Exercise 1 >>
List the practices that the passage on slow thinking gives as ways in which time is treated as money in our culture.
Exercise 2 >>
Write a continuation of the passage on slow thinking, starting right after its final sentence.

Excerpted text >>
++++

Fast Thinking is rational, analytical, linear, logical. It is what we do under pressure, when the clock is ticking; it is the way computers think and the way the modern workplace operates; it delivers clear solutions to well-defined problems. Slow Thinking is intuitive, woolly and creative. It is what we do when the pressure is off, and we have the time to let ideas simmer at their own pace on the back burner. It yields rich and subtle insights. (120)

To these ends, I continue to think -- too slowly for my liking -- about the very notion of speed, reading, and, in particular, slowness and romance.

4 comments:

  1. In Metaphors We Live By George Lakoff and Mark Johnson argue that

    Time in our culture is a valuable commodity. It is a limited resource that we use to accomplish our goals. Because of the way that the concept of work has developed in modern Western culture, where work is typically associated with the time it takes and time is precisely quantified, it has become customary to pay people by the hour, week, or year. In our culture TIME IS MONEY in many ways: telephone message units, hourly wages, hotel room rates, yearly budgets, interest on loans, and paying your debt to society by "serving time." These practices are relatively new in the history of the human race, and by no means do they exist in all cultures. They have arisen in modern industrialized societies and structure our basic everyday activities in a very profound way. Corresponding to the fact that we act as if time is a valuable commodity - a limited resource, even money - we conceive of time that way. Thus we understand and experience time as the kind of thing that can be spent, wasted, budgeted, invested wisely or poorly, saved, or squandered.

++++

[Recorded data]
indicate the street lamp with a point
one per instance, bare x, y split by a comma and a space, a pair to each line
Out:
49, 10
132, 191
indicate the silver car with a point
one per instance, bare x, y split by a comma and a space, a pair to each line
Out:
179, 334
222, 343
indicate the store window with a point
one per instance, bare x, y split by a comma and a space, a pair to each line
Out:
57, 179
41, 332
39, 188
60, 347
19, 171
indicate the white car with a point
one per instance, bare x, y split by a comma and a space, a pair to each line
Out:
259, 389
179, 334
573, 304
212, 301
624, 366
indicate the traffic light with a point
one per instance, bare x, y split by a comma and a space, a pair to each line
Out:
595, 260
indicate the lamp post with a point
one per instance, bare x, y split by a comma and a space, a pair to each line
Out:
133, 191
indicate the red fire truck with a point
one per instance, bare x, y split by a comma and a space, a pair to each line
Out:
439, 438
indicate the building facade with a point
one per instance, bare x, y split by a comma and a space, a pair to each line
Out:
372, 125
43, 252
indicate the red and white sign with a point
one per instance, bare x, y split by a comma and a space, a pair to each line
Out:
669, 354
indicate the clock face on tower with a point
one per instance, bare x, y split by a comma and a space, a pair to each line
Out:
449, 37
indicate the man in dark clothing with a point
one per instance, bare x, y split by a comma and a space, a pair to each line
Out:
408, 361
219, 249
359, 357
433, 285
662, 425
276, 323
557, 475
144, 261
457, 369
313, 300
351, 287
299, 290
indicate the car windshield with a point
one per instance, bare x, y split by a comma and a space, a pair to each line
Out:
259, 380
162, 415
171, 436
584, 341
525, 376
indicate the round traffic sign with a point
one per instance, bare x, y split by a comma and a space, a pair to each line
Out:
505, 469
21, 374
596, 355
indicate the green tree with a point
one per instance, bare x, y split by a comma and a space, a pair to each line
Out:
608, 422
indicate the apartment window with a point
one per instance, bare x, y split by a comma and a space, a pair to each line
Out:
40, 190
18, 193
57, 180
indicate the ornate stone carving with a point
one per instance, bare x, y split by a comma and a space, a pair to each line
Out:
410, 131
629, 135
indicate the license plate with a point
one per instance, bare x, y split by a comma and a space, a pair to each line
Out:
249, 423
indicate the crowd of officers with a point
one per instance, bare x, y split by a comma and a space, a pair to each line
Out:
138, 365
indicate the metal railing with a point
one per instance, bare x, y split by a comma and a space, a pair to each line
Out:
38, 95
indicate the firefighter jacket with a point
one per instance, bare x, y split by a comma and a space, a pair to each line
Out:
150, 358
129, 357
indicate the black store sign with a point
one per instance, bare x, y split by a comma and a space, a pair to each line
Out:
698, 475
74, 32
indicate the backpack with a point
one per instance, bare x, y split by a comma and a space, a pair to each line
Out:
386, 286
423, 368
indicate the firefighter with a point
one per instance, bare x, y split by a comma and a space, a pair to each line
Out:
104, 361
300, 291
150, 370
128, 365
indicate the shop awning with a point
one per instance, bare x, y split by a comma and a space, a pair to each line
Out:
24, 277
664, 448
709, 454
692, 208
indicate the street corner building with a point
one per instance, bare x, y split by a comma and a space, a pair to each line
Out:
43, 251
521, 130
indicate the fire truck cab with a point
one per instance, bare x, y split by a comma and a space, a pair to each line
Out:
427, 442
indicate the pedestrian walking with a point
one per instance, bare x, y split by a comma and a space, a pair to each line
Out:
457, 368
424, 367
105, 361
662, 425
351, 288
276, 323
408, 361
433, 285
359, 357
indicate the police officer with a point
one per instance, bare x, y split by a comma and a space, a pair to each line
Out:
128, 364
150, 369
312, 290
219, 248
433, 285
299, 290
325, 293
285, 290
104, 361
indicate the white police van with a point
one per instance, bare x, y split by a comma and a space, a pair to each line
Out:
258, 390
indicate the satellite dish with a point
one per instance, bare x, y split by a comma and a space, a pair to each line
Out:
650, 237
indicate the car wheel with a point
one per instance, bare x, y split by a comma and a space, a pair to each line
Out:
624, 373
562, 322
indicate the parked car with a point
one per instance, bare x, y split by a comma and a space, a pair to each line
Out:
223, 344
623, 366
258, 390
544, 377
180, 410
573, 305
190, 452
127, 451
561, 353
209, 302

++++

Expected output 1 >>
- telephone message units
- hourly wages
- hotel room rates
- yearly budgets
- interest on loans
- paying your debt to society by "serving time"

Expected output 2 >>
    TIME IS MONEY, TIME IS A LIMITED RESOURCE, and TIME IS A VALUABLE COMMODITY are all metaphorical concepts. They are metaphorical since we are using our everyday experiences with money, limited resources, and valuable commodities to conceptualize time. This isn't a necessary way for human beings to conceptualize time; it is tied to our culture. There are cultures where time is none of these things.
    (8-9)

    Part of the reason that we're expected to spend our time wisely is that we're supposed to invest it in self-improvement, so that we become more marketable commodities in the labor market: we can "sell" ourselves more easily if our CV is full of achievements.

    As for virginity, it seems to be a commodity with a somewhat undefined sell-by-date. It can be sold, given or taken and its value seems to vary depending on the age, gender, appearance etc of the container. According to Baumeister and Vohs:

    A heterosexual community can be analyzed as a marketplace in which men seek to acquire sex from women by offering other resources in exchange. Societies will therefore define gender roles as if women are sellers and men buyers of sex. Societies will endow female sexuality, but not male sexuality, with value (as in virginity, fidelity, chastity). The sexual activities of different couples are loosely interrelated by a marketplace, instead of being fully separate or private, and each couple's decisions may be influenced by market conditions.

    [I've blogged a bit about this, and the "rake" in romance.]

    Given the way that the metaphors which govern the way we think about time and sex are so deeply engrained, and so thoroughly intertwined with market values, changing the way people think and feel about them is likely to be very, very difficult.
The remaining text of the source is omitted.